INPUT DATA:
---

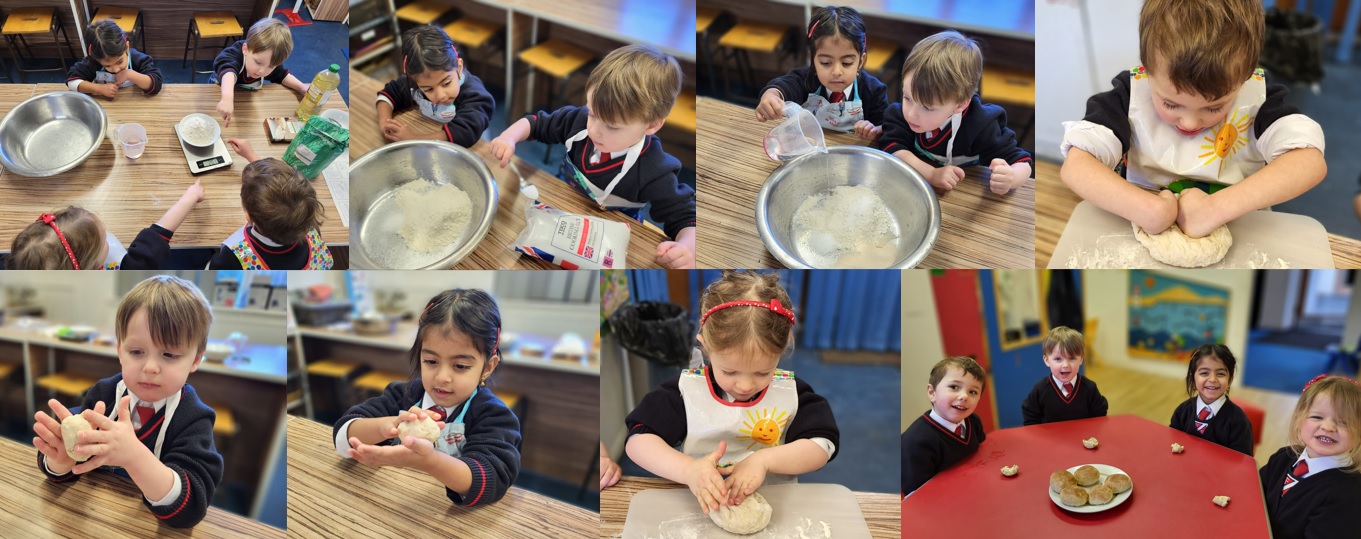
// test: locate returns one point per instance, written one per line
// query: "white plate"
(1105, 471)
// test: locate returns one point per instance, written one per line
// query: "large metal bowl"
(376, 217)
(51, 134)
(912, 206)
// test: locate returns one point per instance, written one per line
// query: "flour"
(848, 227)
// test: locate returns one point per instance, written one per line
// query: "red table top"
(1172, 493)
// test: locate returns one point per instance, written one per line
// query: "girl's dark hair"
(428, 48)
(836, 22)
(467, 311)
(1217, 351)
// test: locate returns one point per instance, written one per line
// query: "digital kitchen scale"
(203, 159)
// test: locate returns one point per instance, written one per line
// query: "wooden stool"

---

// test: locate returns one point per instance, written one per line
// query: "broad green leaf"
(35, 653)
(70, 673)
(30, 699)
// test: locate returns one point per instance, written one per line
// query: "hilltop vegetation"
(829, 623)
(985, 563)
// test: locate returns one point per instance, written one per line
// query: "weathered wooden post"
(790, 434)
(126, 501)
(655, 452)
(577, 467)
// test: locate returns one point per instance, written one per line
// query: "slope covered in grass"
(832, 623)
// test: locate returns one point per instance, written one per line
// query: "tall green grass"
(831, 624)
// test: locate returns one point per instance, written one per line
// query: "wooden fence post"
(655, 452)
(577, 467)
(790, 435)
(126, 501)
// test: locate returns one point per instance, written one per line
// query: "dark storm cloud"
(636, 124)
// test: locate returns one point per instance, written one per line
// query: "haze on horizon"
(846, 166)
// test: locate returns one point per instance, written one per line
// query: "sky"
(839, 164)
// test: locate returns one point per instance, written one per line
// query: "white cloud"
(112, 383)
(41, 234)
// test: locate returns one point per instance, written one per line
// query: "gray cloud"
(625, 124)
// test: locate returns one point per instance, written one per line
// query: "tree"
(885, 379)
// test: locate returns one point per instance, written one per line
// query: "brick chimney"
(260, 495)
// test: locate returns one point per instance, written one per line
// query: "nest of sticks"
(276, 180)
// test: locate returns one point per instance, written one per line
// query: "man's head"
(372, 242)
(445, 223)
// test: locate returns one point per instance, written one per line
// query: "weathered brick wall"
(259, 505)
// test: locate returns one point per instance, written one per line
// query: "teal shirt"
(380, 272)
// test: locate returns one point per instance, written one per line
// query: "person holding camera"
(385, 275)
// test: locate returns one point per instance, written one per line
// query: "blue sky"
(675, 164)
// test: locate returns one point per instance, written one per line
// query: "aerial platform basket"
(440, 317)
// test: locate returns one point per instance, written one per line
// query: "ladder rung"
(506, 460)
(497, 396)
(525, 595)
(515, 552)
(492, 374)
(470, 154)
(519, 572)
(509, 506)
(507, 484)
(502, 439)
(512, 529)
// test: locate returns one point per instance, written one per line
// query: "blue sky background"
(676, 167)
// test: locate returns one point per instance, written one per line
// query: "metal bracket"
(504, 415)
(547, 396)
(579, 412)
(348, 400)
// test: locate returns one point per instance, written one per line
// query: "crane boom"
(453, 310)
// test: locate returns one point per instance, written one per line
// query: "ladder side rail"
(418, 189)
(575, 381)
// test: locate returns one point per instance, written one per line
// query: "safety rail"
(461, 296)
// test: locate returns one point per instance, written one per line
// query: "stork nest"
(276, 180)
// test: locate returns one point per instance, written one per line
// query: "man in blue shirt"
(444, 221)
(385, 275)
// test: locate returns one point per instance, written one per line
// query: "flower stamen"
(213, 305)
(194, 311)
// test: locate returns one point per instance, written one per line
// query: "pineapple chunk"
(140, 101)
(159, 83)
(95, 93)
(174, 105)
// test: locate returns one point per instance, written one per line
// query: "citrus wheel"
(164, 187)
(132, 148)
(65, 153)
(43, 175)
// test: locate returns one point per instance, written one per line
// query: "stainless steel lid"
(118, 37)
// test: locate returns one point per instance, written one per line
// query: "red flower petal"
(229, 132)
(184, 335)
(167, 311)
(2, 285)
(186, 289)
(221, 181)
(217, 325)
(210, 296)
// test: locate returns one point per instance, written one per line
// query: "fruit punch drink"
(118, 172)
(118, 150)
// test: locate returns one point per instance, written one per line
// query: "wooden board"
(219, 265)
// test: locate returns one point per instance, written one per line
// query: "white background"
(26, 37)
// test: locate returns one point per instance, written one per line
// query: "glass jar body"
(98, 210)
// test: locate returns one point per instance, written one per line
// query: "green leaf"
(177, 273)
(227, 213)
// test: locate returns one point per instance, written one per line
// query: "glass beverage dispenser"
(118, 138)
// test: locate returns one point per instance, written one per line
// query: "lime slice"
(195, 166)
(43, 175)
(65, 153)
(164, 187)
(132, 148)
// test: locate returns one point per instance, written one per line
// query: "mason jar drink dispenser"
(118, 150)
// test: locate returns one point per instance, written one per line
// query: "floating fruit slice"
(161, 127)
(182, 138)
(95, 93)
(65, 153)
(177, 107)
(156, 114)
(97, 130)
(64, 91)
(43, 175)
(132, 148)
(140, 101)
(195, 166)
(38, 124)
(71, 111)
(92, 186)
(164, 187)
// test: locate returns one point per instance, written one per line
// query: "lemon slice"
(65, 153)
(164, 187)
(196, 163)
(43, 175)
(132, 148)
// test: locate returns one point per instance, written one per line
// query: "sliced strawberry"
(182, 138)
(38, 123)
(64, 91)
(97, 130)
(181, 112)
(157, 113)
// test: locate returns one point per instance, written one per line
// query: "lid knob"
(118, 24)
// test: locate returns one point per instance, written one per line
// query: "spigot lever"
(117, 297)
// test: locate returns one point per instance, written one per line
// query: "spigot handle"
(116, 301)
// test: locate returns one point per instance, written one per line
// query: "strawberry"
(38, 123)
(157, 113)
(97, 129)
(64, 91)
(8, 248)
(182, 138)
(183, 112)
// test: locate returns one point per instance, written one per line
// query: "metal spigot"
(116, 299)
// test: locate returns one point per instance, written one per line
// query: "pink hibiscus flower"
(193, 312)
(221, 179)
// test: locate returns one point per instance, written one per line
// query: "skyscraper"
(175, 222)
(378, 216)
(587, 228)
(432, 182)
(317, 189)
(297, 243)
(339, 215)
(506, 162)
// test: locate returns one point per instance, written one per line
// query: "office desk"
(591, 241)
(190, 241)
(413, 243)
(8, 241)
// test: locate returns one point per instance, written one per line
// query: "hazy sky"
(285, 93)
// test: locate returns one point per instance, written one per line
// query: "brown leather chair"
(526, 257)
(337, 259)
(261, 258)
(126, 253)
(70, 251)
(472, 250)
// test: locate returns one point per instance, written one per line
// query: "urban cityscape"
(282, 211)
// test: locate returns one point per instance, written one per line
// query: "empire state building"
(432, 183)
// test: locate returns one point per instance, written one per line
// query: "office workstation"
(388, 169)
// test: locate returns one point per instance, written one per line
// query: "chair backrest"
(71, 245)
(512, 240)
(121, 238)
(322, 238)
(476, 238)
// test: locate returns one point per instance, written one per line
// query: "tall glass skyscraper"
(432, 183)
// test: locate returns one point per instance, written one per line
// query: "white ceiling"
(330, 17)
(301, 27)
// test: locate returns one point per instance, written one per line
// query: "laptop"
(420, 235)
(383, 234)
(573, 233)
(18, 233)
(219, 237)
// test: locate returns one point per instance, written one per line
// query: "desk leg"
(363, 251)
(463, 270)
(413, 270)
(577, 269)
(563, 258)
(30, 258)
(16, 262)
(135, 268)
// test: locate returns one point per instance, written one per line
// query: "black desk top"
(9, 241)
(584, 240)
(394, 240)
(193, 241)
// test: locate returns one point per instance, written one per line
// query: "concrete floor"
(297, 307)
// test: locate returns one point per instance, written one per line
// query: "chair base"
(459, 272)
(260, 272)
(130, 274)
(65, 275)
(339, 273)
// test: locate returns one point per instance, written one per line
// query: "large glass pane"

---

STATED EXERCISE: Select every line in the items that contains the word "dark", and copy each one.

ANSWER:
// query: "girl's dark hair"
// query: "dark storm cloud"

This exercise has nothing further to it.